EXERCISE PASSAGE:
*** Begin section ***
Hope is basis of life, spreading it is a must, doctor says

Nigeria native shares findings at Way Library

12/10/2012
BY REBECCA CONKLIN KLEIBOEMER
BLADE STAFF WRITER
Dr. Alphonsus Obayuwana shares his 30-year study of human hope and its importance in well-being during a lecture at Way Public Library on his book, ‘The Five Sources of Human Hope.’ He was struck in the late 1970s by how paralytic depression can be for patients.
Dr. Alphonsus Obayuwana shares his 30-year study of human hope and its importance in well-being during a lecture at Way Public Library on his book, ‘The Five Sources of Human Hope.’ He was struck in the late 1970s by how paralytic depression can be for patients.

Hope is both the unique and universal essence of human life. It is what people live for, fight for, and die for, the answer to every question, the key to leading a life full of peace and happiness.

That bold claim was gently asserted Sunday to a group gathered at the Way Public Library in Perrysburg by Dr. Alphonsus Obayuwana, associate chairman of obstetrics and gynecology at Mercy St. Vincent Medical Center in Toledo.

PHOTO GALLERY: Dr. Alphonsus Obayuwana book event

He shared findings from his book, The Five Sources of Human Hope: Mirror of Our Humanity, the first in a planned trilogy that explores his 30-year fascination with hope and his efforts to empirically measure it.

“My mission in this life is to acquire hope for myself and to help others get the same. That’s all. There’s nothing else to life,” said Dr. Obayuwana, a Perrysburg resident and native of Nigeria.

He had his first epiphany working with psychiatric patients when he was a medical student in Washington in the late 1970s.

“I was struck [by] how paralytic the depression and the wish not to live was,” he said.
*** End section ***
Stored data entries
*** Begin section ***
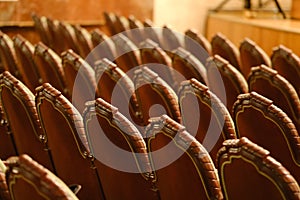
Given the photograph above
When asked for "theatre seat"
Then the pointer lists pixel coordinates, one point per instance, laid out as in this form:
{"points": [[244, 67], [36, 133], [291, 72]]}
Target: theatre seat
{"points": [[67, 141], [257, 118], [27, 179], [18, 104], [24, 54], [183, 168], [80, 79], [248, 171], [252, 55], [155, 96], [120, 153], [225, 80], [205, 116], [225, 48]]}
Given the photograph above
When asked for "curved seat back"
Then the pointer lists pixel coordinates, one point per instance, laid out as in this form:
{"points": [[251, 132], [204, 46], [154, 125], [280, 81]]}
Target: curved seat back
{"points": [[120, 153], [252, 55], [25, 53], [18, 104], [247, 171], [155, 96], [272, 85], [225, 80], [66, 138], [205, 116], [181, 163], [258, 119], [223, 47], [80, 79], [27, 179]]}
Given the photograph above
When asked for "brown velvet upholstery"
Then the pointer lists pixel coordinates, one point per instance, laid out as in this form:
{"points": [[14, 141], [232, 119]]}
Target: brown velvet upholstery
{"points": [[121, 24], [125, 172], [191, 173], [287, 64], [222, 46], [258, 119], [252, 55], [7, 145], [104, 47], [20, 112], [84, 41], [248, 171], [270, 84], [157, 60], [68, 36], [27, 179], [128, 54], [137, 30], [187, 66], [193, 39], [28, 69], [41, 26], [50, 67], [155, 96], [80, 79], [115, 87], [4, 192], [205, 116], [8, 56], [225, 80], [66, 138], [56, 35], [110, 20], [170, 39]]}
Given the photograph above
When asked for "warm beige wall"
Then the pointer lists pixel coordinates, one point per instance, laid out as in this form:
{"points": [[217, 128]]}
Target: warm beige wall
{"points": [[73, 10], [184, 14]]}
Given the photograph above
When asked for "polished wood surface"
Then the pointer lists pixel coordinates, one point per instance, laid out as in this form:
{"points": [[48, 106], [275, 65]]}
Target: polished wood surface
{"points": [[267, 30]]}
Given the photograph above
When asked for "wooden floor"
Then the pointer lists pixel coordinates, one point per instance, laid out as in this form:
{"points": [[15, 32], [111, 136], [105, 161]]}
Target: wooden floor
{"points": [[267, 30]]}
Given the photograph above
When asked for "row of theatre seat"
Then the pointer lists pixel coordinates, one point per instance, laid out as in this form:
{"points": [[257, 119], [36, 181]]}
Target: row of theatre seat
{"points": [[64, 119]]}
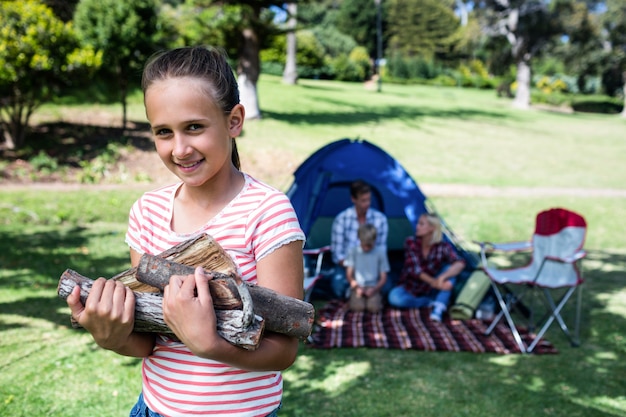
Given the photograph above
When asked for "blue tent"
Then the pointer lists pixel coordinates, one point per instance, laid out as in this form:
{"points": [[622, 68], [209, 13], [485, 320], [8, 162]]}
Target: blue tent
{"points": [[321, 189]]}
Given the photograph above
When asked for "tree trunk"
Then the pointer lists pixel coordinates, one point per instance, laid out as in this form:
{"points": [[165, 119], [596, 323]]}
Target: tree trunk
{"points": [[624, 79], [523, 79], [248, 72], [290, 75]]}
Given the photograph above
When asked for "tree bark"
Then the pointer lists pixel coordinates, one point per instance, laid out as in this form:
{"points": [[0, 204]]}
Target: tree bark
{"points": [[522, 95], [149, 314], [290, 75], [248, 72], [278, 313], [624, 79]]}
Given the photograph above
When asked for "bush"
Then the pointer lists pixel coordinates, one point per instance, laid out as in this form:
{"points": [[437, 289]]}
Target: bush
{"points": [[345, 69]]}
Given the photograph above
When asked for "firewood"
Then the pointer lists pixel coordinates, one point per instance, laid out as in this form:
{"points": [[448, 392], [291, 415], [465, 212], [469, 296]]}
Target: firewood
{"points": [[237, 323], [149, 314], [282, 314], [202, 251]]}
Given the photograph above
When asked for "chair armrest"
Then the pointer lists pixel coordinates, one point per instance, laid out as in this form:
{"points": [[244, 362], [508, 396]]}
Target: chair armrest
{"points": [[502, 247], [568, 259], [506, 247], [315, 251], [319, 252]]}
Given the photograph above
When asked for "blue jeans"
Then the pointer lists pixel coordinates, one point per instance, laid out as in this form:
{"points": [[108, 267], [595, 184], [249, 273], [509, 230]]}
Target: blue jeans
{"points": [[141, 410], [340, 283], [401, 298]]}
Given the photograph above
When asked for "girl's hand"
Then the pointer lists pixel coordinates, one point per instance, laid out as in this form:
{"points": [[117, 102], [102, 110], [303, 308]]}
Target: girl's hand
{"points": [[443, 284], [108, 313], [189, 313]]}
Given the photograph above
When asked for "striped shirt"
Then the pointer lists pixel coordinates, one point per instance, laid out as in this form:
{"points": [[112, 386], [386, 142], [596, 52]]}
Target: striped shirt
{"points": [[176, 382]]}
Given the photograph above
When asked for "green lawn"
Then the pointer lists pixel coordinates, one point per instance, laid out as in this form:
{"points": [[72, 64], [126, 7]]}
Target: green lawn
{"points": [[448, 136]]}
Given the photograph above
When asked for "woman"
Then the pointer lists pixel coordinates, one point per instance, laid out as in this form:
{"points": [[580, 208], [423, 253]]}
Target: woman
{"points": [[430, 269]]}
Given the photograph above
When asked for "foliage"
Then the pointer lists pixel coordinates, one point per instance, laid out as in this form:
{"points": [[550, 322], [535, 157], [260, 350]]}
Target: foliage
{"points": [[39, 55], [50, 369], [357, 19], [124, 32], [421, 27], [418, 67], [614, 22]]}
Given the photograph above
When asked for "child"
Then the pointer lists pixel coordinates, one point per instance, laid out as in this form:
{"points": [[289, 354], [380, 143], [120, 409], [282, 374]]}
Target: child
{"points": [[192, 104], [366, 269]]}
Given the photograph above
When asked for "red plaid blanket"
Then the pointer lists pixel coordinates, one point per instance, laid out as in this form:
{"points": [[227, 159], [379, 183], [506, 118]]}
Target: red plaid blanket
{"points": [[412, 329]]}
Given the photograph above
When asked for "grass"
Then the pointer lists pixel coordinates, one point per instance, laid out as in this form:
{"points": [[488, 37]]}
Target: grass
{"points": [[441, 136]]}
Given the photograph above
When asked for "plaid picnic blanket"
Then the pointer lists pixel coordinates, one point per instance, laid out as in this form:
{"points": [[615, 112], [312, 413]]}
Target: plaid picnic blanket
{"points": [[336, 326]]}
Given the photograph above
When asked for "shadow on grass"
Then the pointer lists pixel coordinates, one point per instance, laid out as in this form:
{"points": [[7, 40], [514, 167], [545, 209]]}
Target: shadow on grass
{"points": [[583, 381], [35, 261], [71, 143], [365, 114]]}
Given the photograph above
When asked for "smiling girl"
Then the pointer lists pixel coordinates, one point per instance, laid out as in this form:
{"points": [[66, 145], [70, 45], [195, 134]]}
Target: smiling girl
{"points": [[192, 104]]}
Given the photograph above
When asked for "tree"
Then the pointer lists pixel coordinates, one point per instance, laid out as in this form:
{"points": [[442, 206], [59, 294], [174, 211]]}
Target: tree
{"points": [[424, 28], [290, 74], [527, 25], [39, 54], [615, 25], [357, 18], [123, 31], [582, 48]]}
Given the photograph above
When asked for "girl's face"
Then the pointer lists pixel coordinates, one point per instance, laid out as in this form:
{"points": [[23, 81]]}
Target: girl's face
{"points": [[191, 134], [423, 228]]}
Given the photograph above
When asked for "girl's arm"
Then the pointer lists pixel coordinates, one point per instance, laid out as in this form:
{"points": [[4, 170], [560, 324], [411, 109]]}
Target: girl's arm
{"points": [[188, 311], [109, 315]]}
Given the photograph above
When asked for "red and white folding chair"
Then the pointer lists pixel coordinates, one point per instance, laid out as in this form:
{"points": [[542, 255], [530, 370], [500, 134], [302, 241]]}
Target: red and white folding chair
{"points": [[313, 260], [556, 249]]}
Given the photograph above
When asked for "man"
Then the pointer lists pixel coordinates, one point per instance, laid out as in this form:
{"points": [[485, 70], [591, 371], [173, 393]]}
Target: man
{"points": [[344, 232]]}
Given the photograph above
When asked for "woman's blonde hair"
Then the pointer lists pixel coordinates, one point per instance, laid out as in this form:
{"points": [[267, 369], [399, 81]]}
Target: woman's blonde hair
{"points": [[434, 221]]}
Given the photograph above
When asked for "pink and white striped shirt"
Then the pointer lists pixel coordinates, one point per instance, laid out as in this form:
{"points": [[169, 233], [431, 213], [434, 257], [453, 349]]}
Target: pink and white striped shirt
{"points": [[175, 381]]}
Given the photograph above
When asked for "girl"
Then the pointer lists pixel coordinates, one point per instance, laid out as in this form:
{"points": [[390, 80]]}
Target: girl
{"points": [[430, 269], [192, 104]]}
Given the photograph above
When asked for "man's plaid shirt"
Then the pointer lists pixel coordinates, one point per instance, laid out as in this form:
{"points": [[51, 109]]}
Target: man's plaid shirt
{"points": [[415, 263]]}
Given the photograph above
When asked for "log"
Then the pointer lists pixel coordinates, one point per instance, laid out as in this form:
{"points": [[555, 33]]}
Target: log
{"points": [[202, 251], [277, 313], [282, 314], [149, 314]]}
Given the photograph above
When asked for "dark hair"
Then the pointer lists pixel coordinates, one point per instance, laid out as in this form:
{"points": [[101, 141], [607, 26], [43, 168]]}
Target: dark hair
{"points": [[359, 187], [203, 62]]}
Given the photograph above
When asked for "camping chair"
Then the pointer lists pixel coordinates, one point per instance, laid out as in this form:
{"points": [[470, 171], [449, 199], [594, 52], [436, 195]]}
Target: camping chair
{"points": [[313, 258], [556, 248]]}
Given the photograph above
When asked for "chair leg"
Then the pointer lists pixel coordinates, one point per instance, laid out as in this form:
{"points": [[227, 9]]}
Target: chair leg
{"points": [[504, 310], [555, 315], [579, 302]]}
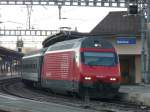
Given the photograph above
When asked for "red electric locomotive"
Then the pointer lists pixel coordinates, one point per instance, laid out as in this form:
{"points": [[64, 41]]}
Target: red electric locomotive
{"points": [[77, 64]]}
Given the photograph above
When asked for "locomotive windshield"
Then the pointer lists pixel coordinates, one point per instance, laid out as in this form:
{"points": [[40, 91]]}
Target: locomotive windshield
{"points": [[99, 58]]}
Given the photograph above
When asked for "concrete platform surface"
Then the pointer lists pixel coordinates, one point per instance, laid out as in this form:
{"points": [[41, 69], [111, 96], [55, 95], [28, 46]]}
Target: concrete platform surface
{"points": [[139, 94]]}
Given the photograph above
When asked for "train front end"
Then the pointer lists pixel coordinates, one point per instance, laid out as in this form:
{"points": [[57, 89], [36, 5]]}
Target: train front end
{"points": [[99, 68]]}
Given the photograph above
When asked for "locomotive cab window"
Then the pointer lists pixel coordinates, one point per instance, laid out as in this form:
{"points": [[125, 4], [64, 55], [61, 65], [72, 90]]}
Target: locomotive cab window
{"points": [[99, 58]]}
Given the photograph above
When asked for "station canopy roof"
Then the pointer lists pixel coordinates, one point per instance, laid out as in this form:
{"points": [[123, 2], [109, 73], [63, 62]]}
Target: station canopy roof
{"points": [[118, 23]]}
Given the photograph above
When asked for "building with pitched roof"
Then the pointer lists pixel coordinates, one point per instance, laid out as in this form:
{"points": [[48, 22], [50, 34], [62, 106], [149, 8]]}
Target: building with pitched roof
{"points": [[123, 31]]}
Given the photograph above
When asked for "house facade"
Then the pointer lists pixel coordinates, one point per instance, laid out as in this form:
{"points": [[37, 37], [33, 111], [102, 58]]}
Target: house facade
{"points": [[123, 31]]}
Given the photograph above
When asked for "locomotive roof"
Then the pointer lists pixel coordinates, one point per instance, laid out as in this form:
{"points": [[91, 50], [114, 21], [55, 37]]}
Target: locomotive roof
{"points": [[84, 42], [40, 51], [62, 36]]}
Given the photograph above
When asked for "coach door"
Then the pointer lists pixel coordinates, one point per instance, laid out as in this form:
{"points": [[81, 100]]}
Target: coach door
{"points": [[127, 69]]}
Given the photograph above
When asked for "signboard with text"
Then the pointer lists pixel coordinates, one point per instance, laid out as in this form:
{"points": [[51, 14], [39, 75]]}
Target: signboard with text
{"points": [[126, 40]]}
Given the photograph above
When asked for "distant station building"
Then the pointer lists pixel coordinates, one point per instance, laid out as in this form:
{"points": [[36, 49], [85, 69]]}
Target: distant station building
{"points": [[123, 31]]}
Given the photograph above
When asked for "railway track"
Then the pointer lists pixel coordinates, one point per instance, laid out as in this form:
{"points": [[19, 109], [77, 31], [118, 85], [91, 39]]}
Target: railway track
{"points": [[16, 88]]}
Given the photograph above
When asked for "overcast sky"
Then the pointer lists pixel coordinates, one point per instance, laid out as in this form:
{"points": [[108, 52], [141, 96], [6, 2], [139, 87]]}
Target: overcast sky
{"points": [[47, 17]]}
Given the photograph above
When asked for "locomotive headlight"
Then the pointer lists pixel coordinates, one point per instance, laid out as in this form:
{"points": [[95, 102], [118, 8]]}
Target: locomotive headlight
{"points": [[113, 79], [87, 78]]}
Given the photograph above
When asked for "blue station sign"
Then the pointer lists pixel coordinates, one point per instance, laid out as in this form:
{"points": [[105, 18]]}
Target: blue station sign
{"points": [[126, 40]]}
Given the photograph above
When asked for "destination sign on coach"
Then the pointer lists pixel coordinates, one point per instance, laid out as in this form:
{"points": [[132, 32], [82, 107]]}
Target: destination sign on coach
{"points": [[126, 40]]}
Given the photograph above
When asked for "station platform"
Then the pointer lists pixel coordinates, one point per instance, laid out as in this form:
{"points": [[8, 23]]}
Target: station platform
{"points": [[139, 94]]}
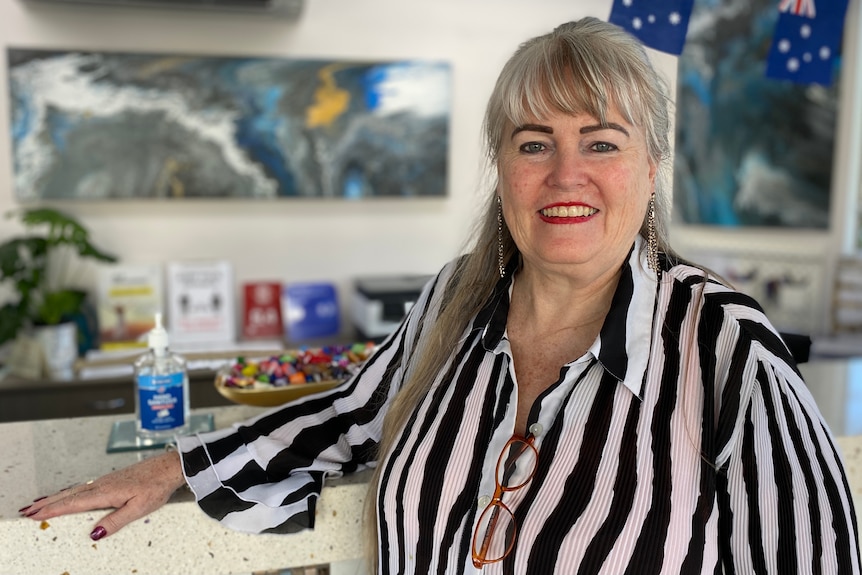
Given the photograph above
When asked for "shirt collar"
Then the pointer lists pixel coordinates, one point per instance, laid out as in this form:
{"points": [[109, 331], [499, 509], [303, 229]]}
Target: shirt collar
{"points": [[623, 346]]}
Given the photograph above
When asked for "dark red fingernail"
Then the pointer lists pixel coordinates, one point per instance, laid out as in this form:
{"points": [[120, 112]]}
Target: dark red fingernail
{"points": [[98, 533]]}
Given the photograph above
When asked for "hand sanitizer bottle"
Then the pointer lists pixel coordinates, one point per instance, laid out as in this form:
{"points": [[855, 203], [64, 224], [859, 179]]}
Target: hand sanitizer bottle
{"points": [[161, 389]]}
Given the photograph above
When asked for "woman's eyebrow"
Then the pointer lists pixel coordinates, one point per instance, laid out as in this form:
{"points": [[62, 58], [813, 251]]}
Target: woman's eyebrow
{"points": [[598, 127], [532, 128], [583, 130]]}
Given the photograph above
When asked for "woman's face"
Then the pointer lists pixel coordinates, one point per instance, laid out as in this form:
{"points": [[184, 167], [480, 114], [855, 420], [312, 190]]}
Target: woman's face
{"points": [[574, 191]]}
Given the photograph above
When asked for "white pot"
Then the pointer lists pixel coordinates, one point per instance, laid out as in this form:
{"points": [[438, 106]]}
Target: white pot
{"points": [[59, 345]]}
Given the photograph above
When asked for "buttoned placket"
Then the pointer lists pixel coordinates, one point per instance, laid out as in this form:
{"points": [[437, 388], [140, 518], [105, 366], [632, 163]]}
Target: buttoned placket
*** End section ***
EXERCISE TASKS:
• a. Duplicate the passage of the article on Dr. Obayuwana's hope lecture starting with "That bold claim" and going on through "the late 1970s.".
• b. Shorten the paragraph of the hope lecture article that opens "He shared findings from his book" while keeping its main facts.
• c. Take the article on Dr. Obayuwana's talk about human hope further, picking up after its final sentence.

WRITTEN RESPONSES:
• a.
That bold claim was gently asserted Sunday to a group gathered at the Way Public Library in Perrysburg by Dr. Alphonsus Obayuwana, associate chairman of obstetrics and gynecology at Mercy St. Vincent Medical Center in Toledo.

PHOTO GALLERY: Dr. Alphonsus Obayuwana book event

He shared findings from his book, The Five Sources of Human Hope: Mirror of Our Humanity, the first in a planned trilogy that explores his 30-year fascination with hope and his efforts to empirically measure it.

“My mission in this life is to acquire hope for myself and to help others get the same. That’s all. There’s nothing else to life,” said Dr. Obayuwana, a Perrysburg resident and native of Nigeria.

He had his first epiphany working with psychiatric patients when he was a medical student in Washington in the late 1970s.

• b. He presented findings from his book The Five Sources of Human Hope: Mirror of Our Humanity, the first of a planned trilogy on his 30-year interest in hope and his attempts to measure it empirically.

• c.
Dr. Thomas Osinowo, chief clinical officer of Northwest Ohio Psychiatric Hospital, was in the audience Sunday and concurred.

“Hopelessness is a huge problem within mental health [fields],” he said.

But even people who contemplate or attempt suicide have hope, Dr. Obayuwana said, hope that something better awaits in death or hope that the agony will finally end.

“Nobody has zero hope,” he said.

Dr. Obayuwana determined that one’s level of hope was as pertinent to ascertaining any patient’s overall health as a blood pressure measurement.

“Sometimes I find out that’s what the problem is, not the illness,” he said.

Funded by a grant from SmithKline pharmaceutical company, Dr. Obayuwana abandoned his then-concurrent doctoral studies in biochemistry to research hope and attempt to establish an index scale by which to measure it.

“Science, after all, is finding objective answers to questions that are posed by man and the environment,” he said.

He concluded that hope — the feeling that what is desired is possible — is an essential human factor and that it springs from five types of assets: intrinsic, family, economic, educational, and religious.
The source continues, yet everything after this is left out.